**Raw data:**
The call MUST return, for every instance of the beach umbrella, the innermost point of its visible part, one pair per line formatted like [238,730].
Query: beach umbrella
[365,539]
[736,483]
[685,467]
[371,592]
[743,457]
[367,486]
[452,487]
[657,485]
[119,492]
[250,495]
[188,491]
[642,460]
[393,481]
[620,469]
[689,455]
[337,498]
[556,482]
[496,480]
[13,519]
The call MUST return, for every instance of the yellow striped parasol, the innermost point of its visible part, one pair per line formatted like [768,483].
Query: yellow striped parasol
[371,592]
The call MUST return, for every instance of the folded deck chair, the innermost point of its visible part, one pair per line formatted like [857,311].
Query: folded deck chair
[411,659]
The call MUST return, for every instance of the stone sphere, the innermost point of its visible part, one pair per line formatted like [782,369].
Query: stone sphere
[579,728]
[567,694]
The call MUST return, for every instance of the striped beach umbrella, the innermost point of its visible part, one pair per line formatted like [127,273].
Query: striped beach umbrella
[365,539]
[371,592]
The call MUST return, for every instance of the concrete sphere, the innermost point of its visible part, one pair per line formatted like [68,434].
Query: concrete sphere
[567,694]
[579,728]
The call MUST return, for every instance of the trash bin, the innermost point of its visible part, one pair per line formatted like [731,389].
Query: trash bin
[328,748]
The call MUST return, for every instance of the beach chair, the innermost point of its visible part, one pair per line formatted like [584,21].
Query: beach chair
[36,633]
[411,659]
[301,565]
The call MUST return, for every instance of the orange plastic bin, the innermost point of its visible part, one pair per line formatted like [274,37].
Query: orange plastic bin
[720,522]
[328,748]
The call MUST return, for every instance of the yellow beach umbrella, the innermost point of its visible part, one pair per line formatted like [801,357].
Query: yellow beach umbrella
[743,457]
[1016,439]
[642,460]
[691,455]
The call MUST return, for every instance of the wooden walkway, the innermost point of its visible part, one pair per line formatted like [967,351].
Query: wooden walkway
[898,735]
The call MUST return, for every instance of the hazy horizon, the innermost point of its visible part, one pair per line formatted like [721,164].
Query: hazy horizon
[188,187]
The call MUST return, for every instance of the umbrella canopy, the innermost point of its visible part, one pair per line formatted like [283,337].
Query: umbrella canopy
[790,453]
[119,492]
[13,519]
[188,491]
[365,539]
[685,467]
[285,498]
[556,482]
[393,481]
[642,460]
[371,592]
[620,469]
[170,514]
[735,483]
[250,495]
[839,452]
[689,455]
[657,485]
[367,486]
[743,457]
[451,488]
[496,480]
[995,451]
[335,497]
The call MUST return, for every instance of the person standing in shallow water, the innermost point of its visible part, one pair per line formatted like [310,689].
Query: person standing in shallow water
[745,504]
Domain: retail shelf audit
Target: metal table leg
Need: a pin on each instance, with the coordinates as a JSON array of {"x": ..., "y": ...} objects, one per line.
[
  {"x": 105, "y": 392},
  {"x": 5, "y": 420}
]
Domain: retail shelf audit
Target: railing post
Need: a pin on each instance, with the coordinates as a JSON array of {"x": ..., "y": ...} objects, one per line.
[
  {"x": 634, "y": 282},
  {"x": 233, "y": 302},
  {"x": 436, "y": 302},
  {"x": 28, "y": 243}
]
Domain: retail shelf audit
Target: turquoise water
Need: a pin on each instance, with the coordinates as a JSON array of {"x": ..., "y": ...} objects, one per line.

**Problem requirements:** Reproduce each record exactly, leaving nothing out.

**Worked solution:**
The call MUST return, for every instance of the beach umbrella, the innermost point of its visible part, one pair per line formatted like [238,730].
Query: beach umbrella
[365,539]
[736,483]
[685,467]
[371,592]
[743,457]
[367,486]
[452,487]
[657,485]
[119,492]
[250,495]
[188,491]
[642,460]
[393,481]
[620,469]
[689,455]
[337,498]
[556,482]
[496,480]
[13,519]
The call MUST return, for every instance of the yellow striped parasol, the innermost point of its visible part, one pair per line formatted like [768,483].
Query: yellow striped parasol
[371,592]
The call MUST return, for every instance of the folded deck chair, the innermost point of its visible part, one pair per line formatted like [857,311].
Query: folded deck chair
[411,659]
The call MUST return, for every instance of the stone sphere, the innermost point of its visible part, one pair per line formatted like [782,369].
Query: stone sphere
[579,728]
[567,694]
The call MUST return, for every instance of the striped beach umbrella, the innermost point of its visible part, one pair per line formatted like [127,273].
Query: striped beach umbrella
[365,539]
[371,592]
The call MUST return, for every instance of the concrete sphere, the innermost point of its visible part, one pair per line formatted like [68,434].
Query: concrete sphere
[567,694]
[579,728]
The call MUST return, for every instance of the trash bin, the innermost point of its visible part, one pair per line formatted like [731,389].
Query: trash bin
[328,748]
The call MUST return, for every instance of the beach chair, the innermost point of its visible part, one pair per line formatted like [584,21].
Query: beach chair
[36,633]
[411,659]
[301,565]
The call MUST return, for every instance of the orange plastic bin, the innermost point of its visible part, one pair per line formatted like [274,37].
Query: orange plastic bin
[720,522]
[328,748]
The call MUST return, for every instance of the yellow beach umbrella, the innermost point of its visible part, one pair per line formatted like [801,357].
Query: yellow beach umbrella
[743,457]
[1016,439]
[642,460]
[691,455]
The call MUST return, for every instance of the wooden walkway, the innermost point of its visible part, one pair per line formatted like [967,351].
Query: wooden walkway
[898,735]
The call MUST return, for every instance of the hazy horizon, the innermost point of its visible part, one pair per line formatted like [721,164].
Query: hazy horizon
[188,187]
The call MUST return, for every instance of the umbrella canopy, the innermost point of its visible part, one pair per line formatted like [283,337].
Query: umbrella canopy
[790,453]
[119,492]
[13,519]
[188,491]
[365,539]
[685,467]
[285,498]
[556,482]
[393,481]
[642,460]
[371,592]
[620,469]
[170,514]
[735,483]
[250,495]
[839,452]
[689,455]
[657,485]
[367,486]
[743,457]
[451,488]
[496,480]
[995,451]
[335,497]
The call MUST return, for every instance of the person standing in shallow water, the innermost point of its visible part, one pair per line formatted like [310,689].
Query: person standing in shallow water
[745,504]
Domain: retail shelf audit
Target: metal table leg
Need: a pin on each instance, with the coordinates as a JSON array of {"x": ..., "y": ...} objects, one per line.
[
  {"x": 105, "y": 392},
  {"x": 5, "y": 420}
]
Domain: retail shelf audit
Target: railing post
Need: a pin on each instance, with the coordinates as a JSON array of {"x": ..., "y": ...} objects, one per line.
[
  {"x": 634, "y": 282},
  {"x": 233, "y": 302},
  {"x": 436, "y": 302},
  {"x": 28, "y": 243}
]
Domain: retail shelf audit
Target: turquoise water
Need: a pin on each instance, with the coordinates as a JSON array of {"x": ..., "y": ...} objects, one per line.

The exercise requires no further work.